DATA ENTRIES:
## BEGIN

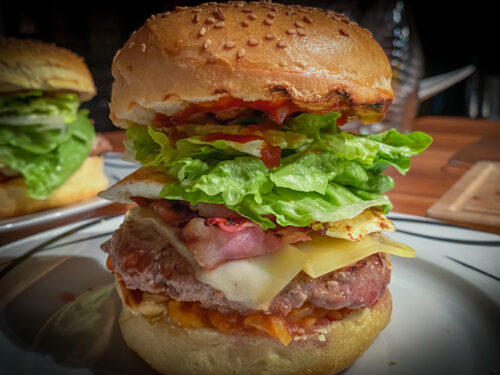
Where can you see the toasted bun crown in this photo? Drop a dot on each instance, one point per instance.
(252, 51)
(33, 65)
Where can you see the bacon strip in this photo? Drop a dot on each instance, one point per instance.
(217, 240)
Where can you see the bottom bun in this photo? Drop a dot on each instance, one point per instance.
(171, 349)
(86, 182)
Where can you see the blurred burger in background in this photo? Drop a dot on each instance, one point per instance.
(49, 152)
(256, 246)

## END

Reproduce every line of the records above word for word, leaving out the pictures.

Where can you see the toasted bun crown in this photo? Drop a dot on each instance, one point per instance.
(252, 51)
(33, 65)
Where can you see the bacon strip in this photo? Drop a dot on each instance, one point per instance.
(217, 240)
Where can you see the bottom bun in this photo? Drop a dot on each instance, one point per instance.
(171, 349)
(86, 182)
Where can you see the blurred burger in background in this photo? Drop a dot on each instance, one point per instance.
(49, 152)
(256, 246)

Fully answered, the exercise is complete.